#### [PODANY TEKST]
System Obrony Przed Nieuczciwością

Autor: Paweł Radecki (radeckip_at_friko.onet.pl)
Data: Mon 22 Jun 1998 - 19:37:20 MET DST


Grajewski to nie filantrop chociaż 20 Jun 1998 13:29:50 +0200,
s0490_at_goblin.pjwstk.waw.pl (Marek Oberman) napisal:

>Jestes zwiazany w jakis sposob, z Cartallem czy jak?

 Może lepiej zobacz, skąd mój list przyszedł.

>To firma ta bije Optimusa na leb pod wzgledem
>niezetelnosci.

 Akurat z Optimusem jeszcze nie miałem problemów, znacznie więcej było
z Escomem i Vobisem, gdzie tak mnie oszukiwali, oszukiwali,
oszukiwali, aż wreszcie ja wziąłem od nich swój sprzęt... i ich
oszukałem (BUCHUCHACHCHACHACHA!!!!!!!!!!!!!!!!!!!!).

#### [ZADANIE 1]
W podanym tekście zaktualizuj fragment od słów „Grajewski to nie” do słów „CHACHA!!!!!!!!!!!!!!!!!!!!).”, zastępując „Vobisem” przez „Komputronikiem”, i przytocz ten fragment ponownie.

#### [REKORDY]
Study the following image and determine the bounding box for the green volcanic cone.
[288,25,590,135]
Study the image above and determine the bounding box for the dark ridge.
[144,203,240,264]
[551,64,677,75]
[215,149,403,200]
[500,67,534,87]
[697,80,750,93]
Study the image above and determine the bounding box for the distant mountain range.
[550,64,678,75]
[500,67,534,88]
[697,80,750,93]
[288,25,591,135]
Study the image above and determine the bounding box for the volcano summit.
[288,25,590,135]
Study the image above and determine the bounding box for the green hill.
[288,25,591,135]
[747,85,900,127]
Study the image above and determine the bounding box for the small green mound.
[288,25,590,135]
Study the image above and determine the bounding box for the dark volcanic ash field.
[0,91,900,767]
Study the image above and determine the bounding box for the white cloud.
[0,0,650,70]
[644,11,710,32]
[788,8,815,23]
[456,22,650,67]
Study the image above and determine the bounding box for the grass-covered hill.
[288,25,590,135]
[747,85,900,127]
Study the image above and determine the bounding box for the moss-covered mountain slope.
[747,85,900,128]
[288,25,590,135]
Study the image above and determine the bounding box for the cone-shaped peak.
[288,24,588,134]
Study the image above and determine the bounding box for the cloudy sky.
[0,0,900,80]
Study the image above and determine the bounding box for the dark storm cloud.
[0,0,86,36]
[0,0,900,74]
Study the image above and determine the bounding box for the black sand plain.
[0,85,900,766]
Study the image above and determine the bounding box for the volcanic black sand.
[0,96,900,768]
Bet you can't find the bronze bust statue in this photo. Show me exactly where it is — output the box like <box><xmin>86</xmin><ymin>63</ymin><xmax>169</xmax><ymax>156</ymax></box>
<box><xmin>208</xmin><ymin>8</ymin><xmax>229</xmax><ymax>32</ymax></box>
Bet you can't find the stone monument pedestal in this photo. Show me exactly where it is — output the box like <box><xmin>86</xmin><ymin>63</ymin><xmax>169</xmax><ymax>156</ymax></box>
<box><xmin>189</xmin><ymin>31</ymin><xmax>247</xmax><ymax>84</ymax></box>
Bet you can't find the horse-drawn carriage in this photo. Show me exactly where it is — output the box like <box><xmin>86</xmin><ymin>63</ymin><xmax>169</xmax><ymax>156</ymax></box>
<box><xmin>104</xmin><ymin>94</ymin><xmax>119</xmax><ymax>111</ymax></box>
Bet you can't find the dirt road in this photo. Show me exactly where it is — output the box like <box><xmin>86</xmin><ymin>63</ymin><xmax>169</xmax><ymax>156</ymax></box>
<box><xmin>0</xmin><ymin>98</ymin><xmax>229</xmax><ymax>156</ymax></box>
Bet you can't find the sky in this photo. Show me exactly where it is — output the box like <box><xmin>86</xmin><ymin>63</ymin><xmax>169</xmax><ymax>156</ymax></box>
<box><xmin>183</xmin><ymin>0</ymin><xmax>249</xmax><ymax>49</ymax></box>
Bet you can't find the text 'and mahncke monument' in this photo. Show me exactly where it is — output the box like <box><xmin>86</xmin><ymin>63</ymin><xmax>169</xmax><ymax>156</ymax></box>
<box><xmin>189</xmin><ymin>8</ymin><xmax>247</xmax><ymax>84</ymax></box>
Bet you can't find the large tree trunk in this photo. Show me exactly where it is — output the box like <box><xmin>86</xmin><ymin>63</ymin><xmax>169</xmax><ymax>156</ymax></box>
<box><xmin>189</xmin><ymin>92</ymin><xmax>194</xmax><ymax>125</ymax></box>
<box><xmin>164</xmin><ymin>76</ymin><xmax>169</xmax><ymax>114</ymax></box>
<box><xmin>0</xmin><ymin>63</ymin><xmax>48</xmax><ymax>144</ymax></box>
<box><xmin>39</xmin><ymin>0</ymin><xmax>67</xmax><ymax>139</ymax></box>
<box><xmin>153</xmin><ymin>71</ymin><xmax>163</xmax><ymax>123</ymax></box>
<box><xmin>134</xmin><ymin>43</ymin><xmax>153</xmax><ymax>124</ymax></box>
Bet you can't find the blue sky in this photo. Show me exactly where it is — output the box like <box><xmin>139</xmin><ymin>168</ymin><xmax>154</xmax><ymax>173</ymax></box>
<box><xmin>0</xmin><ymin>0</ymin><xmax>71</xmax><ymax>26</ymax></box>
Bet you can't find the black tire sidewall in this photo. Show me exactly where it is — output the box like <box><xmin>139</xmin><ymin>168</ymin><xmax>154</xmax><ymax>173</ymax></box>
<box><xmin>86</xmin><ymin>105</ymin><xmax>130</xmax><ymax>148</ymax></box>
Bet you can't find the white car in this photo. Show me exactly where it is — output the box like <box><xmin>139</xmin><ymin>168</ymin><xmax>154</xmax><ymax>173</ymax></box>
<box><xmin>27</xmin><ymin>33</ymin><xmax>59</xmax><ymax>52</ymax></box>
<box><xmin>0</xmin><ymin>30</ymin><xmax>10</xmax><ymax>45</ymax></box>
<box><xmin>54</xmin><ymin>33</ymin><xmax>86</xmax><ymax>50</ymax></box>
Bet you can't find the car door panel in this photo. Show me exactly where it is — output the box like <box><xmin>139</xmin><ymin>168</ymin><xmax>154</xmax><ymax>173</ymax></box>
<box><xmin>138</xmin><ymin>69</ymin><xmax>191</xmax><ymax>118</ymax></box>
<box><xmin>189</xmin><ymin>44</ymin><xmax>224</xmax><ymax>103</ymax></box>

#### [ZADANIE 2]
Proszę przedstawić jako tabelę Markdown rekordy od wiersza zawierającego „Bet you can't find the car” do końca rekordów, oba krańce włącznie, z kolumnami „Nr” (numer kolejny) i „Treść” (wiersz), bez pustych wierszy.

#### [PEŁNA ODPOWIEDŹ 1]
Grajewski to nie filantrop chociaż 20 Jun 1998 13:29:50 +0200,
s0490_at_goblin.pjwstk.waw.pl (Marek Oberman) napisal:

>Jestes zwiazany w jakis sposob, z Cartallem czy jak?

 Może lepiej zobacz, skąd mój list przyszedł.

>To firma ta bije Optimusa na leb pod wzgledem
>niezetelnosci.

 Akurat z Optimusem jeszcze nie miałem problemów, znacznie więcej było
z Escomem i Komputronikiem, gdzie tak mnie oszukiwali, oszukiwali,
oszukiwali, aż wreszcie ja wziąłem od nich swój sprzęt... i ich
oszukałem (BUCHUCHACHCHACHACHA!!!!!!!!!!!!!!!!!!!!).

#### [PEŁNA ODPOWIEDŹ 2]
| Nr | Treść |
|---|---|
| 1 | Bet you can't find the car door panel in this photo. Show me exactly where it is — output the box like <box><xmin>139</xmin><ymin>168</ymin><xmax>154</xmax><ymax>173</ymax></box> |
| 2 | <box><xmin>138</xmin><ymin>69</ymin><xmax>191</xmax><ymax>118</ymax></box> |
| 3 | <box><xmin>189</xmin><ymin>44</ymin><xmax>224</xmax><ymax>103</ymax></box> |